Extrahierter Text →
■ ■ ■ ■ ■

1823 beginnt Hoffmann von Fallersleben an der Universität Breslau zu arbeiten, wird 1835 ordentlicher Professor. Zwei Jahre später protestieren seine Freunde, die Brüder Wilhelm und Jacob Grimm, sowie weitere fünf Göttinger Professoren gegen die Aufhebung der liberalen Verfassung des Königreichs von Hannover. Ernst August I. entläßt die „Göttinger Sieben“ darauf hin. Hoffmann von Fallersleben veröffentlicht 1840 und 1841 in zwei Bänden die Unpolitischen Lieder. Das erste Gedicht trägt den Titel „Knüppel aus dem Sack“, in Anlehnung an das Grimmsche Märchen.
Knüppel aus dem Sack
Von all den Wünschen auf der Welt
nur einer mir anjetzt gefällt
KNÜPPEL AUS DEM SACK !
Und gäbe Gott mir Wunschesmacht,
ich dächte nur bei Tag und Nacht
KNÜPPEL AUS DEM SACK !
Dann braucht ich weder Gut noch Gold,
ich machte mir die Welt schon hold
mit: KNÜPPEL AUS DEM SACK !
Ich wär ein Sieger, wär ein Held,
der erst´ und beste Mann der Welt
mit: KNÜPPEL AUS DEM SACK !
Ich schaffte Freiheit, Recht und Ruh,
und frohes Leben noch dazu
beim: KNÜPPEL AUS DEM SACK !
Und wollt ich selbst recht lustig sein,
so ließ ich tanzen groß und klein
beim: KNÜPPEL AUS DEM SACK !

■ ■ ■ ■ ■

Aufgaben →
(A) Wie lautet der Satz „Hoffmann von Fallersleben veröffentlicht 1840 und 1841 in zwei Bänden die Unpolitischen Lieder.“ aus dem Text über Hoffmann von Fallersleben auf Englisch?
(B) In welchem Jahr wird Hoffmann von Fallersleben laut dem Text über Hoffmann von Fallersleben ordentlicher Professor?
(C) Geben Sie aus dem Text über Hoffmann von Fallersleben den Abschnitt wörtlich aus, der bei „1823 beginnt Hoffmann“ anfängt und mit „das Grimmsche Märchen.“ aufhört.

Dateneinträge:
■ ■ ■ ■ ■

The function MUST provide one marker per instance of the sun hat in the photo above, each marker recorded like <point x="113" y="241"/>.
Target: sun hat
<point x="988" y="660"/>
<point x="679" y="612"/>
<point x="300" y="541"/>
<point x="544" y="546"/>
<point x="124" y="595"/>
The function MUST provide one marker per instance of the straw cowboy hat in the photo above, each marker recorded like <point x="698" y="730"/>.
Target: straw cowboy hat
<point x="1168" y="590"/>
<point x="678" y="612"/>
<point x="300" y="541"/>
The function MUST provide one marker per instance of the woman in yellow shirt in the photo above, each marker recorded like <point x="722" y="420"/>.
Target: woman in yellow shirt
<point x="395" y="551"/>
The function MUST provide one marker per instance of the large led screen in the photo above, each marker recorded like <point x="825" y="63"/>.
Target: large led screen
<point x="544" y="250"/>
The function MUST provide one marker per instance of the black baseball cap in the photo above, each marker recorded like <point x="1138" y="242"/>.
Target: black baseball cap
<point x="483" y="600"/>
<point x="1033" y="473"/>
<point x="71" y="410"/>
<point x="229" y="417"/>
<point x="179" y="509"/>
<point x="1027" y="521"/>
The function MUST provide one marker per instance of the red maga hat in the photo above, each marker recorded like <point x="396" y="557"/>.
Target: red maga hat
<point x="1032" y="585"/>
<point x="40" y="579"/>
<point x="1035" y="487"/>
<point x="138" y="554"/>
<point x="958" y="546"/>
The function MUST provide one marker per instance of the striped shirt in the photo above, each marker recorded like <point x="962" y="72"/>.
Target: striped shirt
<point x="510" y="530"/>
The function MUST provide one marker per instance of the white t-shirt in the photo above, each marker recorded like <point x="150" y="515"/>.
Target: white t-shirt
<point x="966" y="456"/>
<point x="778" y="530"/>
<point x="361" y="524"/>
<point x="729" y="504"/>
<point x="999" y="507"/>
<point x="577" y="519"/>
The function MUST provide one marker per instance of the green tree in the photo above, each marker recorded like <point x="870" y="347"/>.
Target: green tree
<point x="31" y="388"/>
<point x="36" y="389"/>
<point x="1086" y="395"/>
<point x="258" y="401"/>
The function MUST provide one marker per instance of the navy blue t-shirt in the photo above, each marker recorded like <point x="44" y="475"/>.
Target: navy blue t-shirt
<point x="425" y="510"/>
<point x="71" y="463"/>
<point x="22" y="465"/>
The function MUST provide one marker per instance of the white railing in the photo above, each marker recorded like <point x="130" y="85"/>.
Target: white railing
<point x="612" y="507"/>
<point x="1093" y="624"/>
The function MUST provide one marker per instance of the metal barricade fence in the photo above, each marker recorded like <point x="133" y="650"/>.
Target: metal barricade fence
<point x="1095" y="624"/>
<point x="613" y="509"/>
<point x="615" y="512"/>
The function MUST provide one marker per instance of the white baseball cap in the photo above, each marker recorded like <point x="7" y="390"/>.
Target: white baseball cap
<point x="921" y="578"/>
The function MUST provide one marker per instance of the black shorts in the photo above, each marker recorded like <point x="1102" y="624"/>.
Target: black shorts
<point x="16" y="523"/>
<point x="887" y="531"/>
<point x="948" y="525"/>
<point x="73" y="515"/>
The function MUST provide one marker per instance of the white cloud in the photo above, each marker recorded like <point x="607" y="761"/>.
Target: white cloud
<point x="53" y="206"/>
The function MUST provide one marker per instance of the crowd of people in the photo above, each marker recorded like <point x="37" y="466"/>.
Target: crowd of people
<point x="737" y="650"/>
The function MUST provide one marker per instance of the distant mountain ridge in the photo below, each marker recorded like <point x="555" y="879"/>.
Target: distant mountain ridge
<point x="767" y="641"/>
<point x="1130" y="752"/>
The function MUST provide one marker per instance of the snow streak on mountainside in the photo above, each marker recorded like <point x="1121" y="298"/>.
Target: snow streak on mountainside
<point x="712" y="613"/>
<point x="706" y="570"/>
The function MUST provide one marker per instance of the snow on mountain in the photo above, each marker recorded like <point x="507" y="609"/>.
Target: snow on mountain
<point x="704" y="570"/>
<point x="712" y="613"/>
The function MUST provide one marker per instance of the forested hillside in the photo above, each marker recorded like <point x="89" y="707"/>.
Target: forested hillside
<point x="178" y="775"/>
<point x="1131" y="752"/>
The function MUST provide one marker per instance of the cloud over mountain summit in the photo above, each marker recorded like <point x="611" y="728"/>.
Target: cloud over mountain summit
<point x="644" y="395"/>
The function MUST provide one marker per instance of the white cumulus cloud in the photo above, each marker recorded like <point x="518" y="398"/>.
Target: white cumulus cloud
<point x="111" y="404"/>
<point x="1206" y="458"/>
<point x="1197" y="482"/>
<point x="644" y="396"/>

■ ■ ■ ■ ■

Lösungen →
(A) Hoffmann von Fallersleben publishes the Unpolitische Lieder in two volumes in 1840 and 1841.

(B) 1835

(C)
1823 beginnt Hoffmann von Fallersleben an der Universität Breslau zu arbeiten, wird 1835 ordentlicher Professor. Zwei Jahre später protestieren seine Freunde, die Brüder Wilhelm und Jacob Grimm, sowie weitere fünf Göttinger Professoren gegen die Aufhebung der liberalen Verfassung des Königreichs von Hannover. Ernst August I. entläßt die „Göttinger Sieben“ darauf hin. Hoffmann von Fallersleben veröffentlicht 1840 und 1841 in zwei Bänden die Unpolitischen Lieder. Das erste Gedicht trägt den Titel „Knüppel aus dem Sack“, in Anlehnung an das Grimmsche Märchen.